He studied radio in college and started out working as a disc jockey. At one point, he was rejected by the Brockton station he now owns. "Years later, I bought the station, and the guy who had thrown me out the door was asking me for work," Sandler says.

Having made himself adept on the business end, he sold stock to fund his acquisition of the station and retains a majority interest. However, this was not big-market radio, so he couldn't just sit back and watch the money roll in. "I ran it seven days a week for three years, and then six days a week until last year." So he was definitely ready for a change when Siegler suggested the move.

Siegler got into radio by a more circuitous route. She studied teaching in college and worked at it for a while, but quickly burned out. She was a real-estate broker, selling businesses, when she began working part time in the "media escort business."

The job consisted of driving authors to interviews. "I thought this could be fun," Siegler says. "Pretty soon I was talking to them during the drives, and they were asking me how I thought the interviews went, and I was giving them feedback."

^^^^^^^^^^^^^^^^

List of tasks ▸
[a] List each job that the text about Sandler and Siegler says Siegler held before she got into radio.
[b] Write a continuation of the text about Sandler and Siegler, beginning right after its final sentence.
The items that follow are not needed for this work.

^^^^^^^^^^^^^^^^

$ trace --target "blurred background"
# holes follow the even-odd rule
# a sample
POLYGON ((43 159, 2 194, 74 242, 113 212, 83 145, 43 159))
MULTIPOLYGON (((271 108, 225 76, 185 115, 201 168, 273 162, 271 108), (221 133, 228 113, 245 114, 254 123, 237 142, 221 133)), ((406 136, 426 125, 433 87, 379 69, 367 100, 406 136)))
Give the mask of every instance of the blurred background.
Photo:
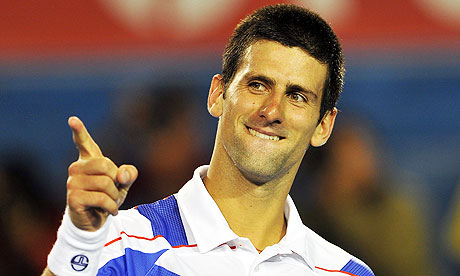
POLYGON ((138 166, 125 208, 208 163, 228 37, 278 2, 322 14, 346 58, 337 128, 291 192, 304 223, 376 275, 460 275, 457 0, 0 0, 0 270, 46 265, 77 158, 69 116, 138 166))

^^^^^^^^^^^^^^^^

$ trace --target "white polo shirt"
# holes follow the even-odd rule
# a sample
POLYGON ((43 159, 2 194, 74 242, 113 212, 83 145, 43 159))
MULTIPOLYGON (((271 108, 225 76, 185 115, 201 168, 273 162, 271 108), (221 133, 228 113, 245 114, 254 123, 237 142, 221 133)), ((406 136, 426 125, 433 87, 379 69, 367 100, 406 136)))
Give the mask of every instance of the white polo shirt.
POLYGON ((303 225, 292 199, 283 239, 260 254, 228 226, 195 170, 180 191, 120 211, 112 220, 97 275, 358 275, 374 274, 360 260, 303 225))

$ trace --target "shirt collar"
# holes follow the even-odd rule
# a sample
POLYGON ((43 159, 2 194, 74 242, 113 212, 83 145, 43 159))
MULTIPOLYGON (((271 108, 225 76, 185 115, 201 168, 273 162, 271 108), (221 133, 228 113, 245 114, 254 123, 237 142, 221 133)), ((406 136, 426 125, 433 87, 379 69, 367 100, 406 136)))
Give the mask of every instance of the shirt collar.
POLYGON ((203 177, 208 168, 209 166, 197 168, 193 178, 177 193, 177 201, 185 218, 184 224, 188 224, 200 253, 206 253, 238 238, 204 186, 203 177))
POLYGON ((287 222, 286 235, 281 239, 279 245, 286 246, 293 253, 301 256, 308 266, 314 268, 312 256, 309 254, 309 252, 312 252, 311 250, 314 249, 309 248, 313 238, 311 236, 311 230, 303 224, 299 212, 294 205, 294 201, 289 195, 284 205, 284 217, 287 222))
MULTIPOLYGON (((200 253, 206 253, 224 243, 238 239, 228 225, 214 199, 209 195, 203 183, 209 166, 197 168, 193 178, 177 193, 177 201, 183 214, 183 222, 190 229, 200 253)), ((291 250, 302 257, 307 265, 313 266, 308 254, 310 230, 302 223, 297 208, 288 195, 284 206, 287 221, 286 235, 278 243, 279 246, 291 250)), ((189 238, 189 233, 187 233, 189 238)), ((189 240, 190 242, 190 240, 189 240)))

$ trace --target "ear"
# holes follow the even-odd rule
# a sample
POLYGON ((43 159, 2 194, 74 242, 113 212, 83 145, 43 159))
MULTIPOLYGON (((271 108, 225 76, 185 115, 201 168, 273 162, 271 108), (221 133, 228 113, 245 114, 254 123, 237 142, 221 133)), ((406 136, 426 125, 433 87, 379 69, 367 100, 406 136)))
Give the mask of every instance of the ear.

^^^^^^^^^^^^^^^^

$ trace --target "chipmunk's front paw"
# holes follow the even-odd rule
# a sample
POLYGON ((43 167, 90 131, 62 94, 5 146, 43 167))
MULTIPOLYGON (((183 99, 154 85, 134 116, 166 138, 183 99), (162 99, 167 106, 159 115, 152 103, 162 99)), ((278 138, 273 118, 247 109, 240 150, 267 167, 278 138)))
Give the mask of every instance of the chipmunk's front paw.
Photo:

^^^^^^^^^^^^^^^^

Answers by task ▸
[a]
- Teaching
- Real-estate broker, selling businesses
- Part-time work in the "media escort business," driving authors to interviews

[b]
Siegler met a cable-station talk-show producer who complained that she wanted to get rid of the show's host because he only wanted to interview authors of political and war novels. Siegler - who in her business-broker role had filled in for a camera-shy business owner during a TV interview - raised her hand and said she had TV experience. Suddenly, she was a talk-show host. The general-interest show, in which she interviewed authors of every stripe, eventually became focused on cookbook authors because cooking is another item on Siegler's list of loves.

Now, Siegler says, a "Dial to Dine" cult is growing and some fans do treat the couple like stars. In fact, when Siegler and Sandler ran a blind help-wanted ad, they got a response from an applicant who was surprised and excited to find out that the phone number belonged to "Dial to Dine."

"She's been a 'Dial to Dine' groupie since day one," Siegler says. (By the way, the fan got the job.)

One couple has even taken to showing up at the show's remote broadcasts wearing homemade T-shirts that read: "I sang for my supper on 'Dial to Dine!' "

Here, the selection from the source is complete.